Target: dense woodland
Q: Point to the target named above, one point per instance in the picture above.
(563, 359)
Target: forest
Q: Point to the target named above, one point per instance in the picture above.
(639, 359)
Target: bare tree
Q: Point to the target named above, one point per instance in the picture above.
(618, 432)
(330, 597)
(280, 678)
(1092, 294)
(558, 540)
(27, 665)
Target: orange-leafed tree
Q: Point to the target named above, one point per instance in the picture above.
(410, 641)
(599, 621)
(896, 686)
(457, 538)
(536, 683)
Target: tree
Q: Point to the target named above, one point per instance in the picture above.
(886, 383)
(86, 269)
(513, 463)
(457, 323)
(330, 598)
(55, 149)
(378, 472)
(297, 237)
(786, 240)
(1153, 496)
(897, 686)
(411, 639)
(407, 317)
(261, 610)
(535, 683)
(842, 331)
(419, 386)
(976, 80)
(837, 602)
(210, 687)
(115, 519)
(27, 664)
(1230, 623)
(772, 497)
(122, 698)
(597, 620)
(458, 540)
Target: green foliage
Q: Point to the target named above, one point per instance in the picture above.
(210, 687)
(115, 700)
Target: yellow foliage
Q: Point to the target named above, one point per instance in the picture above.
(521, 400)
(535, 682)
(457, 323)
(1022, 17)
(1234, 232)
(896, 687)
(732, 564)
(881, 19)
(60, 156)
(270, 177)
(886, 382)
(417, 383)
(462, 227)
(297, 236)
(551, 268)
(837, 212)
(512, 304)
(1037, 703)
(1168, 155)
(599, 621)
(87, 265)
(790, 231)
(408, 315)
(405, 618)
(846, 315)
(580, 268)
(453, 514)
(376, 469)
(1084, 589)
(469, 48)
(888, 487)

= = = = =

- **Work instructions**
Reproduce word for word the material above, beginning with the line that contains "Target: orange-leafed tree" and ending with the line that contains "Target: green foliage".

- **Answer for the task**
Target: orange-leafed tree
Q: Point to the target named above, one point per instance in the picture above.
(410, 641)
(599, 621)
(896, 686)
(457, 538)
(536, 683)
Target: tree
Q: Point to the target named above, one point per instance in the picture above.
(886, 383)
(86, 269)
(513, 463)
(457, 323)
(330, 598)
(55, 149)
(378, 472)
(297, 237)
(786, 240)
(1153, 496)
(897, 686)
(411, 639)
(407, 317)
(261, 610)
(535, 683)
(842, 331)
(419, 386)
(976, 80)
(837, 602)
(210, 687)
(115, 519)
(27, 664)
(1230, 623)
(772, 497)
(122, 698)
(597, 620)
(458, 540)
Target: green foliage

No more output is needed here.